> TEXT EXCERPT:
American water polo player (born 1945)

Russell Irving "Russ" Webb (born June 1, 1945) is a retired water polo player from the United States who competed for the University of California Los Angeles. He played in two consecutive Summer Olympics for his native country, starting with the 1968 Mexico Olympics, where the U.S. team placed fifth. Managed by Olympic Coach Monte Nitzkowski, Webb won a bronze medal with the Men's National Team at the 1972 Summer Olympics in Munich, West Germany, the first since 1932. After graduating from the UCLA School of Dentistry, he had a career in Dentistry.

Russell Webb was born June 1, 1945, to Mr. and Mrs. Irving Webb in Los Angeles, California, and attended Fullerton High School where he competed in water polo from around 1960–1963. In a rare distinction at age 15, in July 1960, Russell qualified as an Eagle Scout for Boy Scout Troop 99 in July, 1960 while living in Yorba Linda, California in greater Los Angeles. His citation was presented to him by Boy Scout representative Harlan Bassett and signed by President Eisenhower.

Webb excelled on the international stage in swimming prior to receiving recognition as a water polo competitor. At the 1967 Pan-American Games, he captured a silver medal in the 100meter breaststroke and a gold in the medley relay.

== University of California Los Angeles ==
Enrolling in 1963, and graduating in 1968, Webb attended and competed for the University of California Los Angeles, where he was coached and trained by UCLA Head Water polo and swimming coach Bob Horn. A long serving coach, Horn coached men's water polo at UCLA from 1965 to 1991.

At UCLA, for three successive years from 1965 to 1967, Webb played on NCAA Championship water polo Teams which were also PAC-8 conference Champions during the same period. During his collegiate years, Webb received All American honors in three years in both swimming and water polo. He established two records for NCAA competition, and the UCLA water polo teams he played for were undefeated during all four years of his playing tenure. Excelling in swimming, Webb acquired nine medals in Athletic Association of Western Universities (AAWU) Conference Championship competitions, which included seven first place medals.

> RECORD LIST:
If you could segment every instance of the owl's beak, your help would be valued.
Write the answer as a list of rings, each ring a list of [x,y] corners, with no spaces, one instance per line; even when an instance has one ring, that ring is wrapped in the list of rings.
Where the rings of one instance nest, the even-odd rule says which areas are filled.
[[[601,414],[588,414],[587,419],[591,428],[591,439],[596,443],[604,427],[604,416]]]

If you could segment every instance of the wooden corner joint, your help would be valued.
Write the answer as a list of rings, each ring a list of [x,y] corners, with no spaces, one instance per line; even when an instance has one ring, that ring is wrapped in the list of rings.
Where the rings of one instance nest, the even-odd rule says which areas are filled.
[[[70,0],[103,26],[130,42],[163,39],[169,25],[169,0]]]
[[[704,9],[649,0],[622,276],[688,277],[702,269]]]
* * *
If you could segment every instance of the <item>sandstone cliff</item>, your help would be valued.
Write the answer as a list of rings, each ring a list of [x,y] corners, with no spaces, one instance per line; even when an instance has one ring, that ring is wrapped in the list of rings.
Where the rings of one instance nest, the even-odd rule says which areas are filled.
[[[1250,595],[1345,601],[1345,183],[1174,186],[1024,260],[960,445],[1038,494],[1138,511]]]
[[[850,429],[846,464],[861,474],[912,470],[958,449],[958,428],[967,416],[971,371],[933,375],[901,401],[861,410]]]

> SHORT PROBLEM A: Please return the passage of the Russ Webb biography starting with "American water polo" and going on through "career in Dentistry.", copied word for word.
> SHORT PROBLEM B: Resume the Russ Webb biography from its last sentence and carry it forward.

> TASK ANSWER A:
American water polo player (born 1945)

Russell Irving "Russ" Webb (born June 1, 1945) is a retired water polo player from the United States who competed for the University of California Los Angeles. He played in two consecutive Summer Olympics for his native country, starting with the 1968 Mexico Olympics, where the U.S. team placed fifth. Managed by Olympic Coach Monte Nitzkowski, Webb won a bronze medal with the Men's National Team at the 1972 Summer Olympics in Munich, West Germany, the first since 1932. After graduating from the UCLA School of Dentistry, he had a career in Dentistry.

> TASK ANSWER B:
==Olympics==
===1968 Mexico City Olympics===
Webb competed in the 1968 Mexico City Olympics in water polo where the U.S. team finished fifth overall. Pre-Olympic favorites Yugoslavia took the gold, the Soviet Union took the silver, and Hungary took the bronze.

===1972 Munich bronze medal===
Webb participated in the 1972 Munich Olympics, winning a bronze medal in the Men's water polo Olympic team competition under Head Olympic Coach Monte Nitzkowski and Assistant Coach Art Lambert. The 1972 U.S. men's Olympic water polo team included James Ferguson, Peter Asch, Webb, John Parker, Bruce Bradley, Steven Barnett, Barry Weitzenberg, James Slatton, Gary Sheerer, and Stanley Cole. The U.S. had not stood on the medal podium in water polo since 1932.

===Career===
Webb graduated from the UCLA School of Dentistry, in the greater Los Angeles town of Westwood, and later had a career as a Dentist.

===Honors===
In 1984, Webb became a member of the USA Water Polo Hall of Fame, and was became a member of the UCLA Athletic Hall of Fame in 2002.